指示 1
以下の宮城への旅の文章のうち、「それで、音鉄は車内に入るとエ」から「車内に入って血液型の話になった。」までの部分を一字も変えずに出力してください。

抜粋
┌──

富山、秋田、岩手ときたら次は宮城だろう。
 
鈍行で宮城へ。
 
東北本線を一関、小牛田、仙台と乗り継いで槻木で降りる。
 
途中、電車の中で話しかけてくる女性がいた。
 
どうやらぼくの荷物などを見てどう見ても普通じゃないと思ったらしい。
 
その山越さんと色々しゃべってるうちに、あることが判明した。
 
なんと夢有民乗馬に来ていたお客さんの友達だった。
 
世界はせまい。人は人を引き寄せる。
 
ぼくは人には引力があると思っている。
 
磁石のように、似ている者は近づくのだ。
 
山越さんは埼玉人で、マッサージの仕事をしている。
 
休みを利用し東北に小旅行に来ているのだとか。
 
この後山越さんは仙台で牛たん、宇都宮でギョーザを食べて今日中に帰るという。
 
山越さんは面白い話をしてくれた。
 
「鉄分の濃い話なんだけど、知ってますか?」
 
「なんすか?鉄分?」
 
「鉄道マニアを『てっちゃん』と言うんだけど、てっちゃんには三種類いるんですよ。
 
音鉄はエンジンの音で聞き分ける。
 
撮鉄(とりてつ)は写真を撮りまくる。
 
乗鉄は乗りまくる。
 
それで、音鉄は車内に入るとエンジンを探してエンジンのあるところにすわって、エンジンの音にうっとりするんですよ。」
 
鉄道マニアについてすごく勉強になった。
 
そしてひまな車内で話相手ができたし、しかも友達つながりで楽しかった。
 
仙台で別れ、ちはるの実家に挨拶にいき、ちはるの幼馴染の小野の家に泊まらせてもらう。
 
宮城では小野をはじめ、ちはるの幼馴染たちがぼくの相手をしてくれて、いろいろなところに遊びに連れ出してくれた。
 
仙台市内や那智ヶ丘へ車で行った。
 
車内に入って血液型の話になった。
 
「SEGEさん何型?」
 
「AB。」
 
「まじ?おれも。」
 
「おれも。」
 
「おれも。」
 
なんと車内にいる5人中4人がAB型だった。
 
「まじで気持ち悪い!」
 
やはり人には引力がある。

└──

抽出データ
┌──

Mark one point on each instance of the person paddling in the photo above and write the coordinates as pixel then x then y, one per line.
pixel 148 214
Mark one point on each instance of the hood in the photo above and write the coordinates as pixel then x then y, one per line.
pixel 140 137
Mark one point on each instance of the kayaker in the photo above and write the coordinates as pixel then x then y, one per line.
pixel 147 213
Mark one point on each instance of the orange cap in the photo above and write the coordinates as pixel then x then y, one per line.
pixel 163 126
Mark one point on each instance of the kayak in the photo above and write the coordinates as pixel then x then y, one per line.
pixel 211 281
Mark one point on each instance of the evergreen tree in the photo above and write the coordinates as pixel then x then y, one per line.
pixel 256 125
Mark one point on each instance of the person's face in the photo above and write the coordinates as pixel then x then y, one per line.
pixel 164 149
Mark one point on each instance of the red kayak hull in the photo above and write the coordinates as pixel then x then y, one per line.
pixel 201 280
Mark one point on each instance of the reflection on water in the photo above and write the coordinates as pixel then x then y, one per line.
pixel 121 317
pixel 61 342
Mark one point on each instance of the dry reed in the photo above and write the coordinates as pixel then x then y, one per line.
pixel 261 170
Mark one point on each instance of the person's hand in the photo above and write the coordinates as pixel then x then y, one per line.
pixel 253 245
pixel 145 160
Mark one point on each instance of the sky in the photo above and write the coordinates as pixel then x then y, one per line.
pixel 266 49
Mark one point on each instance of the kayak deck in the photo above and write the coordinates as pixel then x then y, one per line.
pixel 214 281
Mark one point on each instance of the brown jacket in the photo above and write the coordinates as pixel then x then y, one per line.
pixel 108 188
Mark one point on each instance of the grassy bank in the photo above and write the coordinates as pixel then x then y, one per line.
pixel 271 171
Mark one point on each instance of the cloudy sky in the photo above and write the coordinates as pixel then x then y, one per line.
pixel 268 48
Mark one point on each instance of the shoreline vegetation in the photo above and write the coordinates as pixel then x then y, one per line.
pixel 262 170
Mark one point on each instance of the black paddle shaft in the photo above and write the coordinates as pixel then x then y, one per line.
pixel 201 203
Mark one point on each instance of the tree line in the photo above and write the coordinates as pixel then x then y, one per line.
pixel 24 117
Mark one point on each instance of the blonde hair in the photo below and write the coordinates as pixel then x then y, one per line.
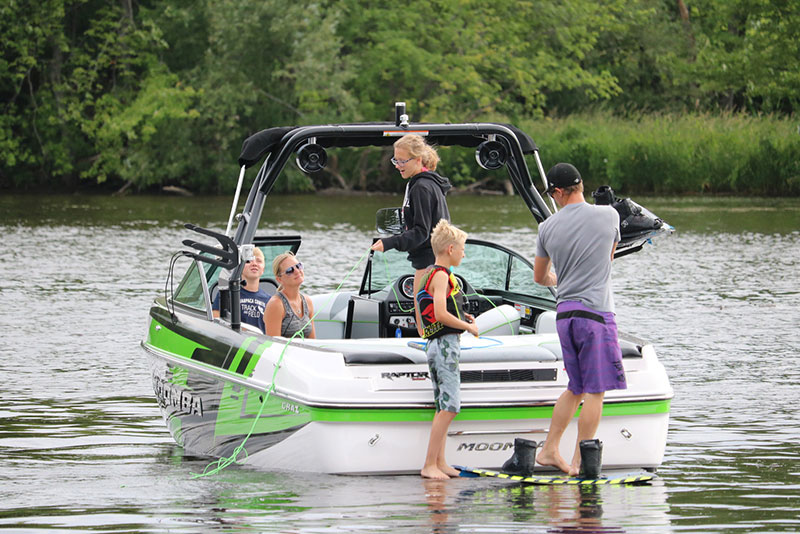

└──

指示 2
エントリの先頭から「pixel 145 160」を含む行までについて、「Mark one point」を「Place a single point」に差し替え、ほかは一切変えずにその範囲だけを示してください。

結果 1
それで、音鉄は車内に入るとエンジンを探してエンジンのあるところにすわって、エンジンの音にうっとりするんですよ。」
 
鉄道マニアについてすごく勉強になった。
 
そしてひまな車内で話相手ができたし、しかも友達つながりで楽しかった。
 
仙台で別れ、ちはるの実家に挨拶にいき、ちはるの幼馴染の小野の家に泊まらせてもらう。
 
宮城では小野をはじめ、ちはるの幼馴染たちがぼくの相手をしてくれて、いろいろなところに遊びに連れ出してくれた。
 
仙台市内や那智ヶ丘へ車で行った。
 
車内に入って血液型の話になった。

結果 2
Place a single point on each instance of the person paddling in the photo above and write the coordinates as pixel then x then y, one per line.
pixel 148 214
Place a single point on each instance of the hood in the photo above and write the coordinates as pixel then x then y, one per line.
pixel 140 137
Place a single point on each instance of the kayaker in the photo above and write the coordinates as pixel then x then y, one per line.
pixel 147 213
Place a single point on each instance of the orange cap in the photo above and write the coordinates as pixel then x then y, one per line.
pixel 163 126
Place a single point on each instance of the kayak in the photo above and write the coordinates as pixel then x then y, one per line.
pixel 211 281
Place a single point on each instance of the evergreen tree in the photo above and write the coordinates as pixel then x then y, one per line.
pixel 256 125
Place a single point on each instance of the person's face in the photo above and write the coordinates as pixel then x then y, one per line.
pixel 164 149
Place a single point on each instance of the red kayak hull in the photo above and write the coordinates as pixel then x then y, one per line.
pixel 201 280
Place a single point on each instance of the reflection on water in the photo above and write the coordinates as pixel then x then y, one per line.
pixel 121 317
pixel 61 342
Place a single point on each instance of the dry reed in the photo above and write the coordinates as pixel then x then y, one per line.
pixel 261 170
Place a single point on each instance of the person's hand in the photo above and write the coordinates as pixel then x then y, one per line.
pixel 253 245
pixel 145 160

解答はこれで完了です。